[Texte de la page]
------------------------------------

Le monologue de la fin
Par la voix directe et nue de sa narratrice, Laurent Mauvignier décrit de l'intérieur le processus de désagrégation d'un couple
 
 Le titre du deuxième roman de Laurent Mauvignier dit le contraire de ce que contient le livre. On n'apprend pas à finir une relation amoureuse, une vie commune. Aucune leçon ne prépare à cette issue. On n'apprend rien. On ne sait rien. Et cependant, les couples se déchirent, se brisent, piétinant ce “ nous ” qui les fondaient. Alors, il faut vivre avec ce déchirement – dans l'ignorance. Mais en même temps, on veut encore et toujours comprendre, encore et toujours s'expliquer à soi-même, expliquer à l'autre ; on voudrait distribuer les responsabilités, lester l'affectivité d'un peu de raison. Mais ce n'est pas possible. C'est pour cela que le non-savoir est habité par les mots, qui ne sont que le ressassement de la douleur.
Rarement un écrivain aura donné une voix aussi forte à ce déchirement et à cette douleur qu'aucune raison n'allège ni console. Une voix directe et nue, elle-même déchirée, qui ne cherche pas à prendre le relais de la réflexion, qui n'explique rien, qui se contente de pâtir. “ …On ne sait pas ce que ça a de force, tout ce qui fait mal. ” L'auteur a choisi, pour ses personnages, une identité sociale qui n'autorise, a priori, aucune échappatoire. Il est éboueur ; elle fait des ménages. Comme si rien ne devait venir atténuer ou dissimuler la nudité de la parole.

------------------------------------

[Données enregistrées]
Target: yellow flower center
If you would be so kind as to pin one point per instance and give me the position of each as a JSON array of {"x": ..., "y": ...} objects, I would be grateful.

------------------------------------

Poursuivez la critique du roman de Laurent Mauvignier sur la désagrégation d'un couple, en reprenant juste après sa dernière phrase.

[Réponse ci-dessous]
Le roman de Laurent Mauvignier est entièrement constitué par le monologue intérieur d'une femme. Il commence au moment où l'échec de sa vie de couple est patent. Mais la chronologie balbutie. Les événements ne s'inscrivent dans aucune suite logique : ils viennent simplement se ranger en vue de cette fin, comme fascinés par elle, attirés par cela même qui fait peur. Ce qu'on croyait solide, bien calé dans les minuscules circonstances de la vie ordinaire, se révèle rétrospectivement friable : “ C'était si fragile tout ça. Et non comme je croyais, discret, avec cette simple discrétion de notre vie, de tous les jours qu'on partageait sans rien attendre en retour que de voir un lendemain, un lendemain pour répéter encore ce jour et que ça dure comme ça, puisque ça paraissait si simple à maintenir. ”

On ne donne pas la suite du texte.